§ **Written problem**:
Starting with the line that holds "of the illuminated", copy out each remaining line of the listing below, up to and including the last one, and include nothing else.

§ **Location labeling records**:
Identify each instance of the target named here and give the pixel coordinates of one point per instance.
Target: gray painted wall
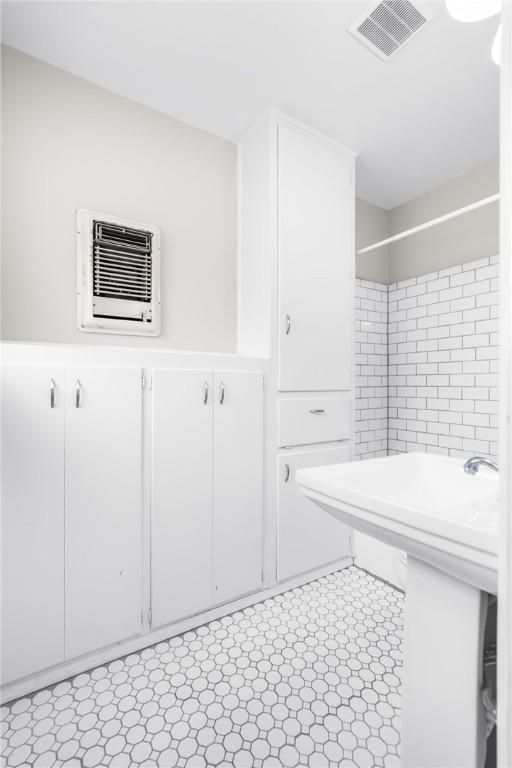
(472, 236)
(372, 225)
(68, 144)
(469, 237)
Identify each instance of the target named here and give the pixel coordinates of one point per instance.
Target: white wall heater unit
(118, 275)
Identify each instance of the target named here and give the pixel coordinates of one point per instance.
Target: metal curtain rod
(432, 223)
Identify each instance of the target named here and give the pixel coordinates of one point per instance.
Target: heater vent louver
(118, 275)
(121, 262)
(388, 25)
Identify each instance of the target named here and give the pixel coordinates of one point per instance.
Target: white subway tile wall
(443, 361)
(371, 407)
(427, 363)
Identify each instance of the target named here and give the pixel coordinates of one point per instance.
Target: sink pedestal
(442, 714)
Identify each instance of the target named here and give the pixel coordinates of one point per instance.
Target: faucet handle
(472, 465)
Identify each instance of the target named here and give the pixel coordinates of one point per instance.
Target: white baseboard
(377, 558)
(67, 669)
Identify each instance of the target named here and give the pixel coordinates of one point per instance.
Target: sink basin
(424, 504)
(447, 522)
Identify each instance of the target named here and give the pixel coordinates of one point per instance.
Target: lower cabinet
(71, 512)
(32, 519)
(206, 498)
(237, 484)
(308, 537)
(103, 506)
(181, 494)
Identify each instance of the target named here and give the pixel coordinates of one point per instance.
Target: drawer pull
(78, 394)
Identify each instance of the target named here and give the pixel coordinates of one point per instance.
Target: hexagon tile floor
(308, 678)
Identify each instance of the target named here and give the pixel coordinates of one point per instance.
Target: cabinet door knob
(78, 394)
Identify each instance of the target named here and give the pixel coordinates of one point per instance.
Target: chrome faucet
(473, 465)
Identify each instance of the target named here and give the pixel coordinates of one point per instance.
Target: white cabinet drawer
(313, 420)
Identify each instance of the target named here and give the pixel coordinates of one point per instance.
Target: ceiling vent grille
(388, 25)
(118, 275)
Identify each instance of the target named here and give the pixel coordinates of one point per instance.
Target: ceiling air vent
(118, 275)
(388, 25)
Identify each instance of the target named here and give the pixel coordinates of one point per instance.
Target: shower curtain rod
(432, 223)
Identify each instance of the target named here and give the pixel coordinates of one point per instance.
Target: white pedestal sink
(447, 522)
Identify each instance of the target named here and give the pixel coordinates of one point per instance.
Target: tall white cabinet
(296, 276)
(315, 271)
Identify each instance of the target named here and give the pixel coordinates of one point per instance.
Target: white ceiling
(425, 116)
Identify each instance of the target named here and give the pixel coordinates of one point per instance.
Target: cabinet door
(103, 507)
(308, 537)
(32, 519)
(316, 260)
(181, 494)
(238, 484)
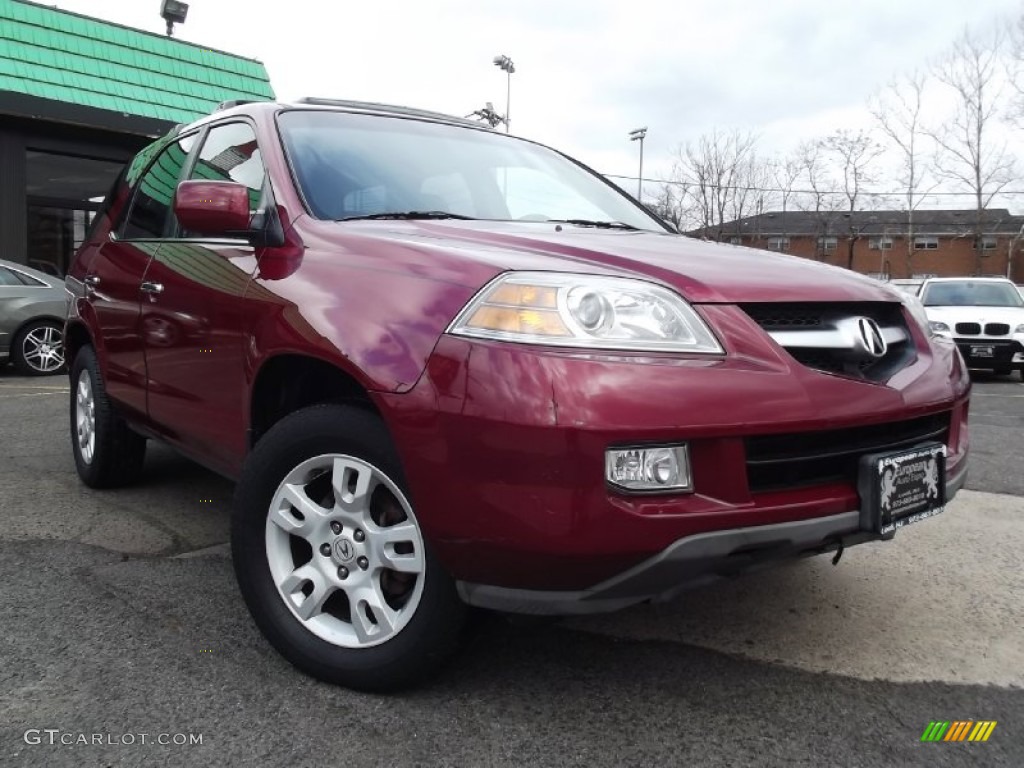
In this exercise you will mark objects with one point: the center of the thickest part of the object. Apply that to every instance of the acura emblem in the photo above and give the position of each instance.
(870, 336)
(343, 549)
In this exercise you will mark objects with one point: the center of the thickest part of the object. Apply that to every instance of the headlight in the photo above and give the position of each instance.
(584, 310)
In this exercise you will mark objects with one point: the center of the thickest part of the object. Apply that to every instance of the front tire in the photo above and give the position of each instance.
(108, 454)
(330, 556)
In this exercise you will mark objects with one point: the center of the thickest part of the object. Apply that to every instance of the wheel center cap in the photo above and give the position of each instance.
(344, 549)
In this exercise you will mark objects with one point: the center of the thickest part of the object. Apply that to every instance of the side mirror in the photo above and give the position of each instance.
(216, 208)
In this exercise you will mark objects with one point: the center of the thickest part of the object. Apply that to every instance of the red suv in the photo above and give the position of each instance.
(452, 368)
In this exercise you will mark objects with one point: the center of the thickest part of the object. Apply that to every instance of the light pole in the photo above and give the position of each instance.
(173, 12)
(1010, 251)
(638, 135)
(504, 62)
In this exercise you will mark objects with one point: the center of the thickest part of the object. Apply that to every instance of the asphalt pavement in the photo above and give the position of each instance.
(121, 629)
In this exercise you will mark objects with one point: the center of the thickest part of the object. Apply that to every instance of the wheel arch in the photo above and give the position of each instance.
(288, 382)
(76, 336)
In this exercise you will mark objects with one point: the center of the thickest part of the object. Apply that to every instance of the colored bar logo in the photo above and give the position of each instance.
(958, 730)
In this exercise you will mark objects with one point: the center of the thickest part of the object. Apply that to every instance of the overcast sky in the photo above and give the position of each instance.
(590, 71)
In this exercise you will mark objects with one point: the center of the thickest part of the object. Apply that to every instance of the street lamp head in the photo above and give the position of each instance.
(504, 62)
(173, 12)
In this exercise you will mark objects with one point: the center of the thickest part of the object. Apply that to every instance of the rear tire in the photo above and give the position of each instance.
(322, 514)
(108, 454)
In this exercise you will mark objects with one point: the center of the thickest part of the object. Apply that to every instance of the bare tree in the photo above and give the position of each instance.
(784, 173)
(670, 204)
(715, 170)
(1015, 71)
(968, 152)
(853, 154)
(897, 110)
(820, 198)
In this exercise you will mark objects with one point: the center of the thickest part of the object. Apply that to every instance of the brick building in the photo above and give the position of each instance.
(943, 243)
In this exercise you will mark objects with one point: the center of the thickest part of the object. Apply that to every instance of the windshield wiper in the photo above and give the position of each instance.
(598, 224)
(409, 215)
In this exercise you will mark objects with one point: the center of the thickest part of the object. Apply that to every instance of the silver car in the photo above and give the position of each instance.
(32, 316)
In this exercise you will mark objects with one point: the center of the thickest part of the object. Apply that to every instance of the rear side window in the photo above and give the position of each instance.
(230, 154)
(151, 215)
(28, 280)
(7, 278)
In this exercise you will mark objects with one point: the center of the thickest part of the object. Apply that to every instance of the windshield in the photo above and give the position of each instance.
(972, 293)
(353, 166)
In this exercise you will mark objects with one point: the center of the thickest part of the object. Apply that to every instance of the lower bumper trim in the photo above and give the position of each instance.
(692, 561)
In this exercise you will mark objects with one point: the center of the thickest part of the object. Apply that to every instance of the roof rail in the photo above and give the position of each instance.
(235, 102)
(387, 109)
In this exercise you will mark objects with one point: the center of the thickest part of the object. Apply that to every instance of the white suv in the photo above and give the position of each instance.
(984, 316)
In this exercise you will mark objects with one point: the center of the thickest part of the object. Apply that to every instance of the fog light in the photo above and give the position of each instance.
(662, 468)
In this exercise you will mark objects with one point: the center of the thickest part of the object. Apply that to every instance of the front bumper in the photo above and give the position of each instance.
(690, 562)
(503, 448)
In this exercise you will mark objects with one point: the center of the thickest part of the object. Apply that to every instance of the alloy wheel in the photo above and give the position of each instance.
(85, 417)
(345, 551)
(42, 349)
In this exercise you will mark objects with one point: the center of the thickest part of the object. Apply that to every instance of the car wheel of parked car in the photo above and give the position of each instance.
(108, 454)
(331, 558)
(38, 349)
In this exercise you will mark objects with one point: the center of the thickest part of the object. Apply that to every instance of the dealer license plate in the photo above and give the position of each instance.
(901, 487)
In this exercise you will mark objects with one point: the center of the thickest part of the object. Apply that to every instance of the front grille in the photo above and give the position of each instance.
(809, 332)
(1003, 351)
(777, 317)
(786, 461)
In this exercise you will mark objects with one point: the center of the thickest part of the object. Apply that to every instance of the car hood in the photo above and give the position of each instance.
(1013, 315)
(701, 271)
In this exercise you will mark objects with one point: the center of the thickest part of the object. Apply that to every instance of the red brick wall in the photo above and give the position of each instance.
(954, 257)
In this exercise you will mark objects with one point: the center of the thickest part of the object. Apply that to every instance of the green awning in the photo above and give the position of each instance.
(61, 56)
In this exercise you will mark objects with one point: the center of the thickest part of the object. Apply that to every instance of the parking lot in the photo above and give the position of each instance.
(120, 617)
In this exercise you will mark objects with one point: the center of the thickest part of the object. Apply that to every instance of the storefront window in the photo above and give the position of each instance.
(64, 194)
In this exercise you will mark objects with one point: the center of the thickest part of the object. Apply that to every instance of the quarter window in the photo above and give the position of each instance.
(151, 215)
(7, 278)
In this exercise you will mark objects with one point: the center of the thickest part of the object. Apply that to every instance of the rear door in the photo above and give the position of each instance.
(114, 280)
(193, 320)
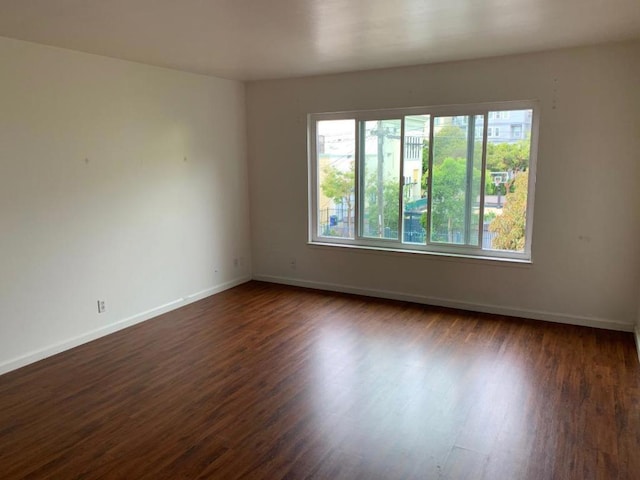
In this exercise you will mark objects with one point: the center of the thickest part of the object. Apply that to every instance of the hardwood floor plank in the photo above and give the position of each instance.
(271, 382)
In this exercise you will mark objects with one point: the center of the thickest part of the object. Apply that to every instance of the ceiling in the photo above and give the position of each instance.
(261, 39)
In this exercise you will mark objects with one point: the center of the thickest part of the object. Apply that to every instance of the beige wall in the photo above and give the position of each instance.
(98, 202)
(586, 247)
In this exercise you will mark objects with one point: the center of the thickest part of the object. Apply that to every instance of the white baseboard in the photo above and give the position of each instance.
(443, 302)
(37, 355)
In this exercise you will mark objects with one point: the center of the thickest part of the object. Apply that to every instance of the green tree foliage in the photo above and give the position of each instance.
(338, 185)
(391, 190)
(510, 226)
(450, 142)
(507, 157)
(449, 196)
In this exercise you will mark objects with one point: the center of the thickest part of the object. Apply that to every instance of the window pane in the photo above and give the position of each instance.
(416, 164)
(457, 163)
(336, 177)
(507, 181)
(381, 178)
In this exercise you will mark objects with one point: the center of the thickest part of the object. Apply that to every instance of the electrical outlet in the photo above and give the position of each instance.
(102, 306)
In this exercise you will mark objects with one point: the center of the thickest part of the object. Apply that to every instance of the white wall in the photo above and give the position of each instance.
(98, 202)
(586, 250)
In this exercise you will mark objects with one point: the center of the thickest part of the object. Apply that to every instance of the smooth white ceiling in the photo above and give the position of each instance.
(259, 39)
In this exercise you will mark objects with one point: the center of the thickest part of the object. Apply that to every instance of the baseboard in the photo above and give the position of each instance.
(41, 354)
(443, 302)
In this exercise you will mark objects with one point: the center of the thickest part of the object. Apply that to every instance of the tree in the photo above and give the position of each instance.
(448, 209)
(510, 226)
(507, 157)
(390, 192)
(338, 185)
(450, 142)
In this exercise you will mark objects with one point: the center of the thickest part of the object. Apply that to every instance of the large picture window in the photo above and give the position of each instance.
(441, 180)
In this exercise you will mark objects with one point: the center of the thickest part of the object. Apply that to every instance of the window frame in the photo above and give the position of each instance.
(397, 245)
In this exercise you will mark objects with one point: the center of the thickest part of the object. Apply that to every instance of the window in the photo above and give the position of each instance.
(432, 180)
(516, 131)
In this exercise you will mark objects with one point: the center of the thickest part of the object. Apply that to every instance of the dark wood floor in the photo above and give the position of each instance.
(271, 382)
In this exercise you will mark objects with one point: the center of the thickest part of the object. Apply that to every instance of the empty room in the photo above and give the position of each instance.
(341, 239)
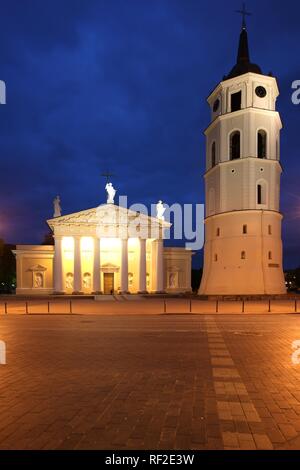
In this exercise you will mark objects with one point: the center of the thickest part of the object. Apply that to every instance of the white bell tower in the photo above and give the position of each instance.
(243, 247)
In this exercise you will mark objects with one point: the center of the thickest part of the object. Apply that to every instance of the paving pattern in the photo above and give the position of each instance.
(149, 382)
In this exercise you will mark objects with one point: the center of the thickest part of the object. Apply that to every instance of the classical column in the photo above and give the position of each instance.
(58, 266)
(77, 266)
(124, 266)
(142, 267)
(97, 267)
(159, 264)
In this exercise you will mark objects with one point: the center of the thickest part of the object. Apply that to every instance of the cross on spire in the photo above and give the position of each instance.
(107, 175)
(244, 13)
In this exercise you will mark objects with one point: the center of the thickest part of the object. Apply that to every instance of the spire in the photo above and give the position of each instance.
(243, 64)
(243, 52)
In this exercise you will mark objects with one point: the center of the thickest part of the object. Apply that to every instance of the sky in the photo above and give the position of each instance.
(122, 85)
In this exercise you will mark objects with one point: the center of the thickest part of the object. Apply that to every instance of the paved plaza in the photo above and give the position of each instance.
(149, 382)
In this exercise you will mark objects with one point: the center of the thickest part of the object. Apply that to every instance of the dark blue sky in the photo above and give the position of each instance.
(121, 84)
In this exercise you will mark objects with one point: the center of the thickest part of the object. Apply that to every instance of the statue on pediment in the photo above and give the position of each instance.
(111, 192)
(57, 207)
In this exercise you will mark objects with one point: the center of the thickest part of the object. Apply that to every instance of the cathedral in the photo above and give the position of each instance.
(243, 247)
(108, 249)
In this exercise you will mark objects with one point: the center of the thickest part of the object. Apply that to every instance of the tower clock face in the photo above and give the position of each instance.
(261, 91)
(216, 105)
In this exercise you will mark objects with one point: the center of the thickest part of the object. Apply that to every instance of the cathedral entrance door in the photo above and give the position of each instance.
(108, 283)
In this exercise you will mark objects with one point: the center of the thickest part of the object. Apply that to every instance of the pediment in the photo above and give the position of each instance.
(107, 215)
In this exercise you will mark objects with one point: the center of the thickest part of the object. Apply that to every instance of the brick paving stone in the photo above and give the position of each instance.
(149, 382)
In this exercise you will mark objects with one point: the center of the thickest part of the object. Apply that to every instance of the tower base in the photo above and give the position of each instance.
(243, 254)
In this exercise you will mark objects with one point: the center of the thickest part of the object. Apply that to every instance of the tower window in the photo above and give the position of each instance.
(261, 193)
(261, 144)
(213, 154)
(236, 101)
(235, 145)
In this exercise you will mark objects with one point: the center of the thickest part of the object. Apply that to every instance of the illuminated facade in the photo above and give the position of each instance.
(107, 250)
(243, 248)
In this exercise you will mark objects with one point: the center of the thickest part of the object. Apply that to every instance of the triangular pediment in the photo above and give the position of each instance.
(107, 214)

§ **Answer in full**:
In this exercise you will mark objects with one point: the center of the thickest part of the object. Apply that to every instance of the illuminated facade in the photo above and give the position of each instance.
(107, 250)
(243, 248)
In this exercise you will mark objects with one point: the center of the thickest part of the object. Apply that to every instance of the triangular pediment in the photo above and give the position of each instance.
(107, 214)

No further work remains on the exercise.